A flash cartridge is one of several cartridges containing flash memory that have been developed for use in video game consoles. These cartridges enable homebrew applications and games to be used. Flash cartridges offer a means of storage for keeping the games until a user decides to run a game, which then it is copied to the cartridge's game ROM for the console to run the game as if it were a normal ROM cartridge. The game storage can be in the form of onboard flash memory on the cartridge, although more recent cartridges use external memory cards as storage in place of onboard memory, such as Compact Flash or Secure Digital memory cards. Recent flash cartridges may also use RAM instead of ROM for flashing games to run on the console as a way to offer faster loading times than what is possible on reprogrammable ROM. 

These cartridges remain the best-known way to create and distribute homebrew games for many consoles, such as the Game Boy Advance. (another option in this case being the GBA Movie Player, which can run specially designed homebrew programs but cannot run illicit copies of commercial GBA Game cartridges due to the lack of onboard RAM for fast data access).

- Data rows -
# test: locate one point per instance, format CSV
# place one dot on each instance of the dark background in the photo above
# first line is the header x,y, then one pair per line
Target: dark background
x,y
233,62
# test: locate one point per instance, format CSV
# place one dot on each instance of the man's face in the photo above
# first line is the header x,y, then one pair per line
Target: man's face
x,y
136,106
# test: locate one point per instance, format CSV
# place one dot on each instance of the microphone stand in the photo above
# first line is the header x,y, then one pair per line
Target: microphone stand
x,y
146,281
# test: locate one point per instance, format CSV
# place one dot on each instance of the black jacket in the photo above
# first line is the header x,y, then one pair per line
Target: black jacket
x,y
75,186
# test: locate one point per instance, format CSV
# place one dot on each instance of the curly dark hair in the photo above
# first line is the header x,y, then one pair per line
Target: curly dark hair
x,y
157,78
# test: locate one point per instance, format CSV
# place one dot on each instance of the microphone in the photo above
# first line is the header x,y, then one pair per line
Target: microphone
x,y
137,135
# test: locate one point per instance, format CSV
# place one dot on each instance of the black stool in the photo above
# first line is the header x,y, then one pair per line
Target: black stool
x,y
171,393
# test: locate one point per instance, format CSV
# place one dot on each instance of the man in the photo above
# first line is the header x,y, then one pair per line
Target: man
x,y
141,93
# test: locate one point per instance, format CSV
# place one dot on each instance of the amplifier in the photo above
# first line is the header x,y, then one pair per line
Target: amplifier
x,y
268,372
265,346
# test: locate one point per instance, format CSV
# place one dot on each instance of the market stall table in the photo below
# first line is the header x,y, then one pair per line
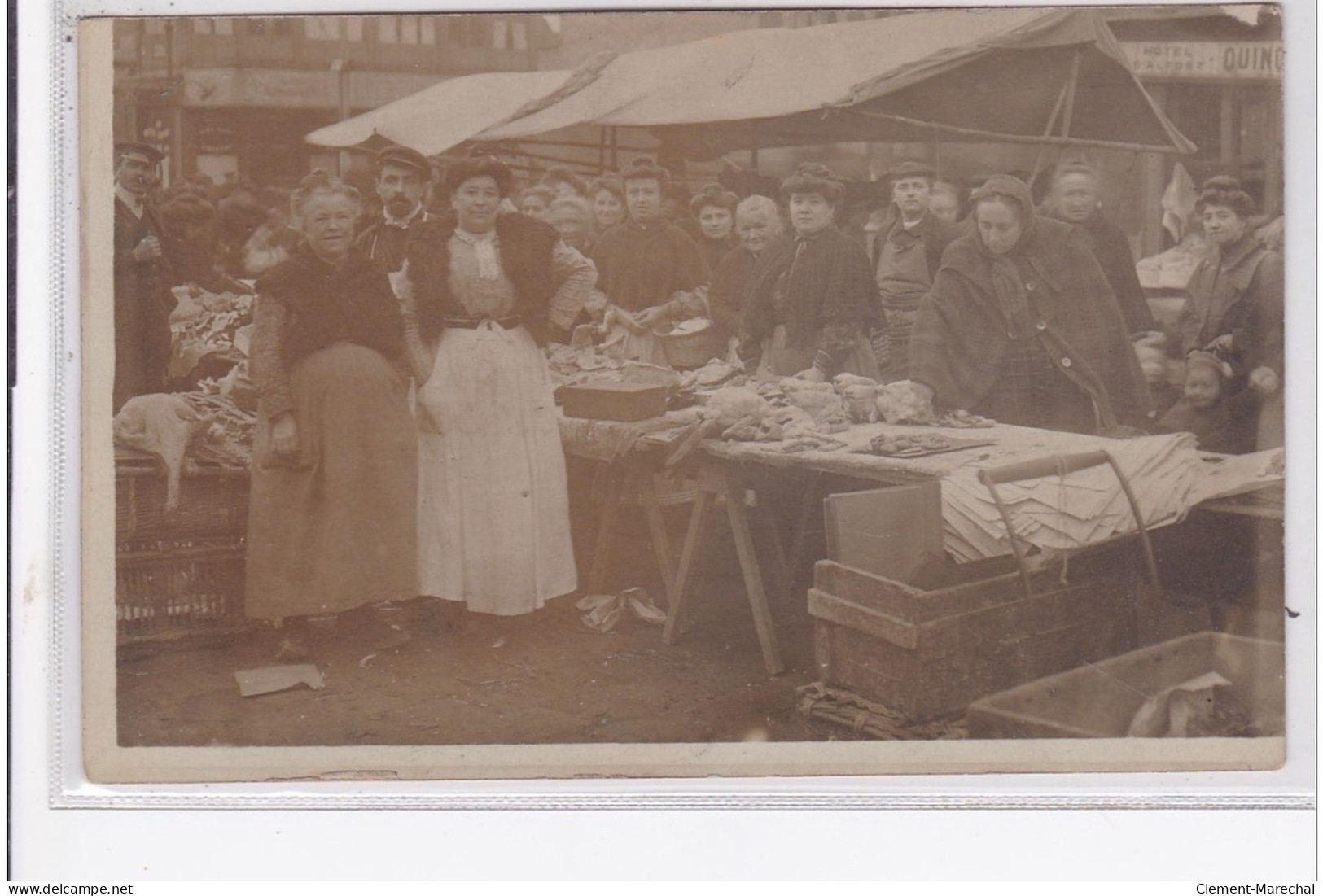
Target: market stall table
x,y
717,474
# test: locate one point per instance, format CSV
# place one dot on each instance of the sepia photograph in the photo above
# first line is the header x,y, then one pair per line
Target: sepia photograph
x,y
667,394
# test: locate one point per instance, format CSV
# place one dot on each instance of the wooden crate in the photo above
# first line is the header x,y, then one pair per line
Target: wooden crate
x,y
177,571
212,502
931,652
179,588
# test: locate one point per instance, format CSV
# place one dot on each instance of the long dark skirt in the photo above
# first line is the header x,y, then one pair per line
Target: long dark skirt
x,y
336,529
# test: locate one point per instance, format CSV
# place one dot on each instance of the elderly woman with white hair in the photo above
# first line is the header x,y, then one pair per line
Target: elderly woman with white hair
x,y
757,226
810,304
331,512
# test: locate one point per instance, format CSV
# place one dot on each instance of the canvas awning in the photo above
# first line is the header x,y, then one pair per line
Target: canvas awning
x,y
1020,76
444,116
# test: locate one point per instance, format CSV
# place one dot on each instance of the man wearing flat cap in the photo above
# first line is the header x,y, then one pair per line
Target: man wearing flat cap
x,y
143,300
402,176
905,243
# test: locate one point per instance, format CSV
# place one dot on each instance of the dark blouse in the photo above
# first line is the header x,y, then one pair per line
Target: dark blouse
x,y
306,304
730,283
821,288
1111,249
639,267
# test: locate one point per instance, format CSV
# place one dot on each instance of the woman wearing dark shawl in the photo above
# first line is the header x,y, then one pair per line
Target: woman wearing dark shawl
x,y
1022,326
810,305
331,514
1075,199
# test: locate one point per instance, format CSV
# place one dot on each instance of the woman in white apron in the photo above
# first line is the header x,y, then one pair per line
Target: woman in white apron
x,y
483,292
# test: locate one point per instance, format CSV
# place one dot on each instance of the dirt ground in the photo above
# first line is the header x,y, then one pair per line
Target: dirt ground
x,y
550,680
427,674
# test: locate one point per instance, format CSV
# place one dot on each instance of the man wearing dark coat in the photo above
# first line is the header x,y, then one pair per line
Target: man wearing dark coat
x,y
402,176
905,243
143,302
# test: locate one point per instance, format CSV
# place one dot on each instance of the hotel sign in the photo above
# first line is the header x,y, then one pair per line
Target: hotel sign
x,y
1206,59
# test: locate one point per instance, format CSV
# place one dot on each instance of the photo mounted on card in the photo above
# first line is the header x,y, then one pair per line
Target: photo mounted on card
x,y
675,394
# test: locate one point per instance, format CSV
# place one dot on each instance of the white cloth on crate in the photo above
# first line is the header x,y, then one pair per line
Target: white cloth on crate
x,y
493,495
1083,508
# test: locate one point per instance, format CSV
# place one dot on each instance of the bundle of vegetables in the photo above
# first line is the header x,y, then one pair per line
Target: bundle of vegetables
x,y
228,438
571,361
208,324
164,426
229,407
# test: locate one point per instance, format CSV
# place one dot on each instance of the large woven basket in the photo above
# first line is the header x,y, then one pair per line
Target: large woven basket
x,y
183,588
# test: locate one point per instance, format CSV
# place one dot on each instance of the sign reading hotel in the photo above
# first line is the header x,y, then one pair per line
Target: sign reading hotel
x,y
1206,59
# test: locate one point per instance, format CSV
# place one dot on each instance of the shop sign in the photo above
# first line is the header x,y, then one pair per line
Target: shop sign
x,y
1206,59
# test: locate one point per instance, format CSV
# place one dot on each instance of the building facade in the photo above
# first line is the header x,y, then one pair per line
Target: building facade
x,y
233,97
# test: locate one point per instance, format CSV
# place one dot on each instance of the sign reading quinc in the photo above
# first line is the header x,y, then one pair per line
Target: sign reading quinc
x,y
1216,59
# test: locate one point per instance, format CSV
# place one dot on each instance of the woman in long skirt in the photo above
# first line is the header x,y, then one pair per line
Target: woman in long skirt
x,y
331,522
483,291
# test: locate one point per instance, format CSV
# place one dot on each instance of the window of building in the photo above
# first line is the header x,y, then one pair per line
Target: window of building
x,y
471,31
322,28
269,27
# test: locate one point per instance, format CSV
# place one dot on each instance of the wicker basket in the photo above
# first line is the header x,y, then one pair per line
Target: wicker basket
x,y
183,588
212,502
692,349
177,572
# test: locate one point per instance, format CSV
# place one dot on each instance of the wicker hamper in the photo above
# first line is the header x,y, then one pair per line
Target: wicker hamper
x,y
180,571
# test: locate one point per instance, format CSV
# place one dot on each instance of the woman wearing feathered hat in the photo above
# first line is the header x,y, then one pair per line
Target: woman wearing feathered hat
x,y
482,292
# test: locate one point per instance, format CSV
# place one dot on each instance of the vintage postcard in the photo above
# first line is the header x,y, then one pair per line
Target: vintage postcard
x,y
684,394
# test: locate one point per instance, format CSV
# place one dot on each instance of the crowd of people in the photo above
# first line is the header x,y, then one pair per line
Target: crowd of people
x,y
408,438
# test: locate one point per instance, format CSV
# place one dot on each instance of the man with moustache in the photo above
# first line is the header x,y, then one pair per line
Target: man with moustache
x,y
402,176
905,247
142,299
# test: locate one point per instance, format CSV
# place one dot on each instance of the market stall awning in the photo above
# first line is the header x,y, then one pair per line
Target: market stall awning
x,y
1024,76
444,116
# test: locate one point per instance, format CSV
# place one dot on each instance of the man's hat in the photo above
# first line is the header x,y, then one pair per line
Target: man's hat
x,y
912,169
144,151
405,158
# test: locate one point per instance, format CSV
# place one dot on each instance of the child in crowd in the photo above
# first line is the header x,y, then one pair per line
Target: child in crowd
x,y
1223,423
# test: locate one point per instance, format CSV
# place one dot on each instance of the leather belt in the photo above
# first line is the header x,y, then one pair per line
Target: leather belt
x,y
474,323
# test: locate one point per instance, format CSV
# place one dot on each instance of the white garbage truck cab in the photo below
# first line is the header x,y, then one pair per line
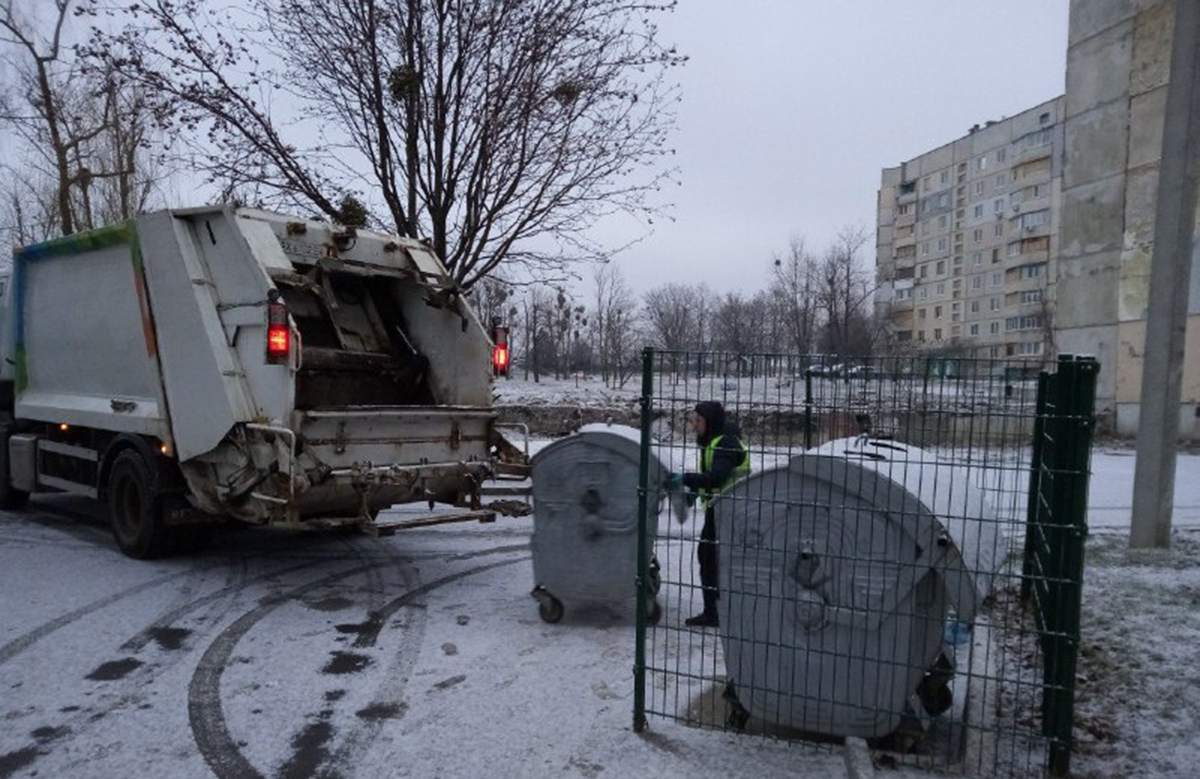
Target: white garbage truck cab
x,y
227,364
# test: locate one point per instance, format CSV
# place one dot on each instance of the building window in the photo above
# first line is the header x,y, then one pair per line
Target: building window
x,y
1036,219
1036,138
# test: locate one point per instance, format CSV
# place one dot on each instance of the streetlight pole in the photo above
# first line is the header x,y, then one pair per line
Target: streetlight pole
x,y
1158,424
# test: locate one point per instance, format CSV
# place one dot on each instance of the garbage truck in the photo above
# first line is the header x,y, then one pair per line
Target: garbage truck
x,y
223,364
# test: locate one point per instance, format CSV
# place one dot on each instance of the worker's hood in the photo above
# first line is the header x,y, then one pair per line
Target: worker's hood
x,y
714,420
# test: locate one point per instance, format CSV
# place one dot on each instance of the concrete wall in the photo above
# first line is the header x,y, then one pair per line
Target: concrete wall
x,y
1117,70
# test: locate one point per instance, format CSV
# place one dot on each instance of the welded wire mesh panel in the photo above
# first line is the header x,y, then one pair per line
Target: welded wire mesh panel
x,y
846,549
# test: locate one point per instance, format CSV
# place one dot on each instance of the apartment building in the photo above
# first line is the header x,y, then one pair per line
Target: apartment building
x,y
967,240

- What you will do -
a – Output the portion of the flash cartridge passage between "These cartridges remain" and "fast data access).", inclusive, copied word for word.
b – According to the flash cartridge passage, what do more recent cartridges use for game storage instead of onboard memory?
The entries are separate material and are unrelated to the flash cartridge passage.

- Exercise solutions -
a –
These cartridges remain the best-known way to create and distribute homebrew games for many consoles, such as the Game Boy Advance. (another option in this case being the GBA Movie Player, which can run specially designed homebrew programs but cannot run illicit copies of commercial GBA Game cartridges due to the lack of onboard RAM for fast data access).

b – External memory cards, such as Compact Flash or Secure Digital cards.